Exercise aim:
Reproduce the entries shown below only from the line with "Target: bird beak" down to the line with "Task: list a point for each instance of the claw, one", keeping both end lines and copying each one exactly.

Source data:

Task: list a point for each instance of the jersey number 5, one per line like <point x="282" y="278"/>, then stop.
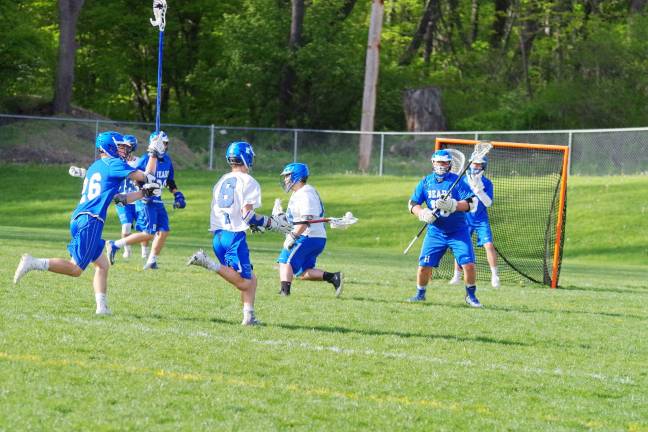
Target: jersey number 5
---
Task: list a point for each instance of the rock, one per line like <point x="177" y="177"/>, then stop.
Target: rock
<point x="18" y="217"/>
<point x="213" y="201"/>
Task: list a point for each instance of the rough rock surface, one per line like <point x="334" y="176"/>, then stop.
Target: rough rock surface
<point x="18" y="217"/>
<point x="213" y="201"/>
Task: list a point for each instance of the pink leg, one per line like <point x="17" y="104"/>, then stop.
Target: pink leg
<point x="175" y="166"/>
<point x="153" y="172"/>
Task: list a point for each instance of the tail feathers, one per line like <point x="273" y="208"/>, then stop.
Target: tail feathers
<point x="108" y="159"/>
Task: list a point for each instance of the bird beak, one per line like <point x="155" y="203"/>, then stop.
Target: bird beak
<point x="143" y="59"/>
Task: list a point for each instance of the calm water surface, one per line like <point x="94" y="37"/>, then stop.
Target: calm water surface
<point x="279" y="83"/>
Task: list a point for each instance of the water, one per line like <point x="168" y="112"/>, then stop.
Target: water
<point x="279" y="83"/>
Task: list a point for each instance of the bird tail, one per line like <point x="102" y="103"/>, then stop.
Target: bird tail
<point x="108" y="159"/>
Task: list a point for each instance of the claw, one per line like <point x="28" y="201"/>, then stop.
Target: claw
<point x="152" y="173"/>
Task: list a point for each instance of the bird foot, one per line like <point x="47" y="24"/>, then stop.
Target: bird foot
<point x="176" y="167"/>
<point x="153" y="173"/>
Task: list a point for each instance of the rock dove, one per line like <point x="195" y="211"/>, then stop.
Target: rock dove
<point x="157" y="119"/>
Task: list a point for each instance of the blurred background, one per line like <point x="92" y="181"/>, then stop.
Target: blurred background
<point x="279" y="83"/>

Result of this exercise:
Target: bird beak
<point x="143" y="59"/>
Task: list a point for each instance of the calm water surface, one per line like <point x="94" y="37"/>, then stop.
Target: calm water surface
<point x="279" y="83"/>
Task: list a point for each instance of the water, one per line like <point x="168" y="112"/>, then stop.
Target: water
<point x="279" y="83"/>
Task: list a point for each instance of the bird tail, one per line like <point x="102" y="103"/>, then stop.
Target: bird tail
<point x="108" y="159"/>
Task: list a point for each instance of the claw, one per line like <point x="28" y="201"/>, then stop.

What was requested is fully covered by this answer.